__Work required__
Reproduce each line exactly.

__Object point labels__
* begin *
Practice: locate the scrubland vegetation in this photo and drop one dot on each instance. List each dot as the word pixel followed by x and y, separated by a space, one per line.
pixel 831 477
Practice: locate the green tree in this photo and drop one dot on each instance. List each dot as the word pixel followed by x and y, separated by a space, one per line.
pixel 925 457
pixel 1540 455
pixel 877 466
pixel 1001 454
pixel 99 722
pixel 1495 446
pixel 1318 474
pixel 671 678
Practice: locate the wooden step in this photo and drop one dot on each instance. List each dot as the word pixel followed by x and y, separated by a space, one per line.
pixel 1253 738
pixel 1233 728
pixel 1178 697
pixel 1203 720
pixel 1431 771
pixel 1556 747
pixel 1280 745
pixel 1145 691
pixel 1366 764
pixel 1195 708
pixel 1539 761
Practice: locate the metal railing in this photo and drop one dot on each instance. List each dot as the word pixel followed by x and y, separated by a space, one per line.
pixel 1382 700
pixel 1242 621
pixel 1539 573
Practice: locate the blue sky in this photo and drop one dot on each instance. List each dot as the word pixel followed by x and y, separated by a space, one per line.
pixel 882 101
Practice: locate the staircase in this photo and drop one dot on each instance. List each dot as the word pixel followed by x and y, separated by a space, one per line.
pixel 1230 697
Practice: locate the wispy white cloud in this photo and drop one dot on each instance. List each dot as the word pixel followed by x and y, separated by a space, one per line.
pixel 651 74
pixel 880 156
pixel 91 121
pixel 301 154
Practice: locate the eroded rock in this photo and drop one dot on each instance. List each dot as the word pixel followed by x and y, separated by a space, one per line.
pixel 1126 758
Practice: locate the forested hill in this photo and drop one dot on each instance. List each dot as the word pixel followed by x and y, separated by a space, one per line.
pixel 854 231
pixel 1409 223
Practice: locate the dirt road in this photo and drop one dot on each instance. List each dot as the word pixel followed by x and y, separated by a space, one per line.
* end *
__Answer to this exercise__
Practice: locate the scrubland vegetation in this photo and drop one dot on each instance. List each dot as the word pixel followed by x and y, separated by a space, one per line.
pixel 831 477
Practice: locate the green tree in this photo and drop one dot on each instance. List each dot as the word pixel followed by x and y, separated by a space, one per line.
pixel 925 457
pixel 1540 455
pixel 877 466
pixel 1001 454
pixel 99 722
pixel 1495 446
pixel 1318 474
pixel 671 678
Practice: locate the wooden step in this photo and drop one dot on each instance. List each dot as the word pixel followed by x and y, separated by a space, one per line.
pixel 1253 738
pixel 1233 728
pixel 1178 697
pixel 1203 720
pixel 1431 771
pixel 1556 747
pixel 1280 745
pixel 1145 691
pixel 1366 764
pixel 1195 708
pixel 1539 761
Practice: locate the metal railing in this photo and drop one dot on each instance. List each dot as the word pixel followed by x and y, separated by a space, one per line.
pixel 1382 700
pixel 1242 621
pixel 1539 573
Practice: locate the blue sky in this photo and drop one dot on each instance. List each dot as the word pixel followed by x and y, separated by a space, one per line.
pixel 882 101
Practice: locate the staircase in this photo and drop one dot on each instance. List each dot as the word pixel followed by x and y, separated by a space, one per line.
pixel 1230 697
Practice: locate the wispy white cloud in this photo and drop one dot on each instance. List each dot as the word pixel followed by x and y, separated by a space, one per line.
pixel 651 74
pixel 880 156
pixel 91 121
pixel 301 154
Practice: locate the eroded rock in this photo and drop one dot on each instance. List each dot as the word pixel followed by x and y, separated by a space, one per line.
pixel 1126 758
Practice: locate the forested hill in this photo and drop one dot on each instance. List each dot as the word pixel followed by x and y, separated by a space, one per line.
pixel 854 231
pixel 1409 223
Practice: locate the dirt road in this photo and drop one dot on each instance. List each dot as the word pixel followed by x and y, separated by a space, one per line.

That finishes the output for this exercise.